• TEXT BLOCK
This may be a very basic question.

I know that symmetric key algorithms use the same key to encrypt and decrypt plaintext and ciphertext.

However, it seems that hash functions are often classified as symmetric key cryptography.

Even though the key is not used in the hash function, from what point of view can it be classified as symmetric key cryptography?

  • $\begingroup$ If the question is not restricted to collision resistant hashing, then there are primitives like universal hashes that are often used as keyed primitives (e.g.: building a message authentication code scheme from a polynomial hash). $\endgroup$ Jan 11, 2023 at 11:00

3 Answers 3


From what point of view can hash functions be classified as symmetric key cryptography?

  1. Hash functions do not use public/private key pairs, thus are not asymmetric cryptography (though they are historically motivated by asymmetric cryptography). So they belong either to symmetric cryptography, or to another kind.
  2. Many hash functions, including some of the first ones, are built on top of a (specialized) block cipher, turned into a one-way compression function by some fixed construction (e.g. Davies–Meyer), then used to form a hash per some iterated construction (e.g. Merkle–Damgård). Block ciphers are part of symmetric cryptography.
  3. The above combination Davies–Meyer + Merkle–Damgård is the basis of e.g. MD5, SHA-1, SHA-256. In this, the plaintext acts as the key of the block cipher. A first-preimage attack against the hash is akin to trying to find a key that matches the hash/ciphertext, and the known Merkle–Damgård IV/plaintext. That analogy works even better if we fix the length of the ciphertext such that there's a single round. So this attack is close to a key recovery attack in a known message setup, which is a classic of symmetric cryptography.
  4. More generally, the attacks on common hash functions, especially those built from a block cipher, use techniques (e.g. differential cryptanalysis) similar to those on ciphers of symmetric cryptography.

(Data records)
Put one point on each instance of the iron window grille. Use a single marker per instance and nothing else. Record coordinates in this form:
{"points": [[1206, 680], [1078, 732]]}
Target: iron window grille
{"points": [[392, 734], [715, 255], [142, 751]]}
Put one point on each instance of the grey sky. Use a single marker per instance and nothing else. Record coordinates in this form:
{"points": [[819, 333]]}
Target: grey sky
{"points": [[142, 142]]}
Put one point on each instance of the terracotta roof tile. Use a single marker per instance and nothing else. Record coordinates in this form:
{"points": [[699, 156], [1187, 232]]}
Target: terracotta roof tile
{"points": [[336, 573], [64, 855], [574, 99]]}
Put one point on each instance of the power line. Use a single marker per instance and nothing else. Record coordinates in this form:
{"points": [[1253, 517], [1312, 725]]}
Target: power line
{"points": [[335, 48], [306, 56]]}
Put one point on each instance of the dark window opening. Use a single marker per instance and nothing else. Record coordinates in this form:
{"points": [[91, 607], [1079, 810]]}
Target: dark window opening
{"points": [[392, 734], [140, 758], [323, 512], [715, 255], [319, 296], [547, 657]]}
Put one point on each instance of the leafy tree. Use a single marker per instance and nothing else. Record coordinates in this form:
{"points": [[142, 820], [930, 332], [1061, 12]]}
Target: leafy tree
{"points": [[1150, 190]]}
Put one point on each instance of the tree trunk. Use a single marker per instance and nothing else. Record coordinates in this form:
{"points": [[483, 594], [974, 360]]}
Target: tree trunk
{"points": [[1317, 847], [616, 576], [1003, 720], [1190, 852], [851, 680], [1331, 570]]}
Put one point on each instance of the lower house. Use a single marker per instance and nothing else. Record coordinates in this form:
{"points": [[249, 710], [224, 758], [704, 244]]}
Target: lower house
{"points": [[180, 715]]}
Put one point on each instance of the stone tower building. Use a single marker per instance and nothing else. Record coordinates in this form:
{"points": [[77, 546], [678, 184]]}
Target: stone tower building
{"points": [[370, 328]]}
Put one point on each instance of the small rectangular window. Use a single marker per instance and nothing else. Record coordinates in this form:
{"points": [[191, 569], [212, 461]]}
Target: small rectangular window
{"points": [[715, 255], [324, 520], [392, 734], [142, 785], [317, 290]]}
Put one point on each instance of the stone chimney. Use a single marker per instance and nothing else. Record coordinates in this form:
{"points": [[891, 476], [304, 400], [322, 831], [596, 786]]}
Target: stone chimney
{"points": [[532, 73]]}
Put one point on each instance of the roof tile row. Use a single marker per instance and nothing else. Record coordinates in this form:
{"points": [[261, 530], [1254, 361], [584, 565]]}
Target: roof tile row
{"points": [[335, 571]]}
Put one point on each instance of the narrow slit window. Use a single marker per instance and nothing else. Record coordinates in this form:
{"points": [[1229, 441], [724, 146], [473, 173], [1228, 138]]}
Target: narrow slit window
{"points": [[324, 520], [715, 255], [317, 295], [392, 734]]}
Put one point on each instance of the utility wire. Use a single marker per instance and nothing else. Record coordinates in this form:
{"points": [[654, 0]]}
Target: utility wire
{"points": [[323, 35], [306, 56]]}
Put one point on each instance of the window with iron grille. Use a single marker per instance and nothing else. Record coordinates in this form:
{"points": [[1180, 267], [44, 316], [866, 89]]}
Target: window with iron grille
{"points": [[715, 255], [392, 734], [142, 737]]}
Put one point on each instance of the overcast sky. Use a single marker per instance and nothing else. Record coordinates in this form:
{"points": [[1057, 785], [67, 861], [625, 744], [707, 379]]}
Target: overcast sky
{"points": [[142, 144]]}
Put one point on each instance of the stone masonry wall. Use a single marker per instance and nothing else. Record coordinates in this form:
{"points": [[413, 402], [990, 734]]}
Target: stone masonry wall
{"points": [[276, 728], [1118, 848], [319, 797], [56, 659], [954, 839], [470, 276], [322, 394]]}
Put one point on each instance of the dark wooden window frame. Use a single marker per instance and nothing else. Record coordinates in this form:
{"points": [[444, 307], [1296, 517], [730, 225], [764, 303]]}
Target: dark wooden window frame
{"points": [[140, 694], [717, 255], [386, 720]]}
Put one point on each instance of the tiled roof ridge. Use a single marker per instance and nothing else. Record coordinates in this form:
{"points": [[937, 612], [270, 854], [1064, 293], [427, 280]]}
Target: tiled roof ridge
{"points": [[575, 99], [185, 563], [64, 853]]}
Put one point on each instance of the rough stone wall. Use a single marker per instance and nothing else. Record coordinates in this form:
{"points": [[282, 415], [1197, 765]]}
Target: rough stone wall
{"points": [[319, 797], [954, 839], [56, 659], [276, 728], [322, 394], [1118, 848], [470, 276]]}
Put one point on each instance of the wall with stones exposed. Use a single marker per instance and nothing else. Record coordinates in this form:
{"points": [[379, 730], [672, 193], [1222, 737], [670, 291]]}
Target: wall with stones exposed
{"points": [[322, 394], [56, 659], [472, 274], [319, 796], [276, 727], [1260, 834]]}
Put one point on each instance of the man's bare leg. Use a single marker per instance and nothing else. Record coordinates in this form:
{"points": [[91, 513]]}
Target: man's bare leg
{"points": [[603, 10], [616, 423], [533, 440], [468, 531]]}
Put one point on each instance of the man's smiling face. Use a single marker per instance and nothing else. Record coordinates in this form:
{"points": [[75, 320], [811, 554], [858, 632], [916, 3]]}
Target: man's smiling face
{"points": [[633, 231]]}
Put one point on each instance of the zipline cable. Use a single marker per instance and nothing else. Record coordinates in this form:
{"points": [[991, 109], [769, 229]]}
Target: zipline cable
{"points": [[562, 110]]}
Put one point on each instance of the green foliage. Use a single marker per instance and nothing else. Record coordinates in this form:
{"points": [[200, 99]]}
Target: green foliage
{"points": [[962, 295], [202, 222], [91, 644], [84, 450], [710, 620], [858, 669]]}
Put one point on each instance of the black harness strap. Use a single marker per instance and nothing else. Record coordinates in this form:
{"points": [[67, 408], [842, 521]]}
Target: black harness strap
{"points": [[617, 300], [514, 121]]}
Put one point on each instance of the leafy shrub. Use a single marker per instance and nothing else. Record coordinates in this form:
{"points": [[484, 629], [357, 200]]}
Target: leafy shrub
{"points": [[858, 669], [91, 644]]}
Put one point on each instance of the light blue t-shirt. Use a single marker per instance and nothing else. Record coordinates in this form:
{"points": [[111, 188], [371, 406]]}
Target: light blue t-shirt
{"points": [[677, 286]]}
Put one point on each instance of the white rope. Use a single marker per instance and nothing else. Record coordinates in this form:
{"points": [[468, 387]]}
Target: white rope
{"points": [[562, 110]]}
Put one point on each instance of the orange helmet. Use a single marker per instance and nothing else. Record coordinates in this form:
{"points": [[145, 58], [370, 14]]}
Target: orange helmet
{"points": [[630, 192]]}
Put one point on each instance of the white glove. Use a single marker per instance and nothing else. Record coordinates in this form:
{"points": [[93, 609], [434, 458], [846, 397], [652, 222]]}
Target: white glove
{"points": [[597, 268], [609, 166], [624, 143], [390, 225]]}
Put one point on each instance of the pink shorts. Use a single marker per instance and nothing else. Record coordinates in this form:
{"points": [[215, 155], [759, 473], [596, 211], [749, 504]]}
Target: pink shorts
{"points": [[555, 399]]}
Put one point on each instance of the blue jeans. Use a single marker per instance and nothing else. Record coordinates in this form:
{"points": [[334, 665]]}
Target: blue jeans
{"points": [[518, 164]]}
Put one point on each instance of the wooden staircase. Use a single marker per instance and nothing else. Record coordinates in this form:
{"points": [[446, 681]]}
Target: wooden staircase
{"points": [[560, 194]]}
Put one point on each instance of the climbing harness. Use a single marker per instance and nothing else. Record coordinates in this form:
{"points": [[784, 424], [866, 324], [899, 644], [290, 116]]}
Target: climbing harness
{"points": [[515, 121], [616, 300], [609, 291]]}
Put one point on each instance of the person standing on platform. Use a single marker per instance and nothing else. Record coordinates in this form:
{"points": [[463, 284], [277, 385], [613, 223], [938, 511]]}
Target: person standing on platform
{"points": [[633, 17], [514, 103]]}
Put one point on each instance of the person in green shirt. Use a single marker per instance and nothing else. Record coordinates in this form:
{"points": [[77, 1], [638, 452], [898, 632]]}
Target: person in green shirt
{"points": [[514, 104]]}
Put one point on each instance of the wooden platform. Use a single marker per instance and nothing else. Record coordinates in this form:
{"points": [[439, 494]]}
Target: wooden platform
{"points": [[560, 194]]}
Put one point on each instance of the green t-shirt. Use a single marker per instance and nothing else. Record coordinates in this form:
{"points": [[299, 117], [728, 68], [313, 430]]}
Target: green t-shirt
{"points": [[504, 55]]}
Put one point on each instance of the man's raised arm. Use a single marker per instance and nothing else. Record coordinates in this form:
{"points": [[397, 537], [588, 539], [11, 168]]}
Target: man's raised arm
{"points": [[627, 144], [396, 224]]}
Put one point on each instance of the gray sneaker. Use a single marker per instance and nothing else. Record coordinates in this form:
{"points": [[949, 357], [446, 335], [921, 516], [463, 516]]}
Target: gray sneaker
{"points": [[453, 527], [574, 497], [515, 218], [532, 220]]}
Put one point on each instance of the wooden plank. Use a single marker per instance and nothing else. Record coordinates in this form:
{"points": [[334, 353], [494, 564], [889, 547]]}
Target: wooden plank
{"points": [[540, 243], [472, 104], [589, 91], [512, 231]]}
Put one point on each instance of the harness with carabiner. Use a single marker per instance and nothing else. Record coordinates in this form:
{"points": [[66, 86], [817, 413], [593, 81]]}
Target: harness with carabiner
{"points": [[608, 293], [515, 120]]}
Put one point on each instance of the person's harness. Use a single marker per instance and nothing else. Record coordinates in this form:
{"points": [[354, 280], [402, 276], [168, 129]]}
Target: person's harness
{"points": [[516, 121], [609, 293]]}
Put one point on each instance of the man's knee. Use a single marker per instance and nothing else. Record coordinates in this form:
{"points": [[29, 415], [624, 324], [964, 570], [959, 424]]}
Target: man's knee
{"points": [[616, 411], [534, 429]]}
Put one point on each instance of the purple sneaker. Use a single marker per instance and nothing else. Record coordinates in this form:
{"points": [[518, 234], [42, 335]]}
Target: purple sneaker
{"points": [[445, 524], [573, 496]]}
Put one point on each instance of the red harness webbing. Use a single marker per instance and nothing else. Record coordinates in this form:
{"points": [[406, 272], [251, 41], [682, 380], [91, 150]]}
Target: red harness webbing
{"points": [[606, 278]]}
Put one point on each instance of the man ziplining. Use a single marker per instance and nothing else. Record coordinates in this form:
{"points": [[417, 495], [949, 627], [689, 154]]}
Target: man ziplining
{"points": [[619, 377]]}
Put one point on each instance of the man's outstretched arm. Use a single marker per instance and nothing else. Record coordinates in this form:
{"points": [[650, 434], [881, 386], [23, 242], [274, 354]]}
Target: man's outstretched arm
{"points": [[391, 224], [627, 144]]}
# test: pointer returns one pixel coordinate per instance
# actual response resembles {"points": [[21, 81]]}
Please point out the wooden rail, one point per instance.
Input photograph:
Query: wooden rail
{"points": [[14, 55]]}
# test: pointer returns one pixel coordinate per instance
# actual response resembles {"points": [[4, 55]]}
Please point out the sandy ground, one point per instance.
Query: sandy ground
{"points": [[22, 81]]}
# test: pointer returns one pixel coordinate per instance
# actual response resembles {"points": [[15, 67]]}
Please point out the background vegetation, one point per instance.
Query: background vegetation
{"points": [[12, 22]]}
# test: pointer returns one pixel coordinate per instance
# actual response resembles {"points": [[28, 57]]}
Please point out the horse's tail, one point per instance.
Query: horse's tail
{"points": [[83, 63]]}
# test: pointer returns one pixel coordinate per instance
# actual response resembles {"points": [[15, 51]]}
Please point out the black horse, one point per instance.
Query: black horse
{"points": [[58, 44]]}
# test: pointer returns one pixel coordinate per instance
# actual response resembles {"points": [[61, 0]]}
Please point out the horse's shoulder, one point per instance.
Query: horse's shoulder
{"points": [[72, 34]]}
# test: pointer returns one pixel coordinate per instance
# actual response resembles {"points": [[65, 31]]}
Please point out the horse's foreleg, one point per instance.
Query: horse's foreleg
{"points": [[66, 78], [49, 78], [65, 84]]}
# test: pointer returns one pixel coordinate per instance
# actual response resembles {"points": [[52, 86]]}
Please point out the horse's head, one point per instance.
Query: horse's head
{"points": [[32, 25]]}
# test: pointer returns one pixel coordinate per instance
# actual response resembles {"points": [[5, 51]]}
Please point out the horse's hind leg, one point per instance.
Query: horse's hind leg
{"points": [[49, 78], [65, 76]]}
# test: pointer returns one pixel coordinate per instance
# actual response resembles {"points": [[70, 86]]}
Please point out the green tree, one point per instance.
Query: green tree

• WHAT IS BEING ASKED
Transcribe the passage of the hash function text starting at "This may be" and ending at "it be classified as symmetric key cryptography?".

• EXERCISE ANSWER
This may be a very basic question.

I know that symmetric key algorithms use the same key to encrypt and decrypt plaintext and ciphertext.

However, it seems that hash functions are often classified as symmetric key cryptography.

Even though the key is not used in the hash function, from what point of view can it be classified as symmetric key cryptography?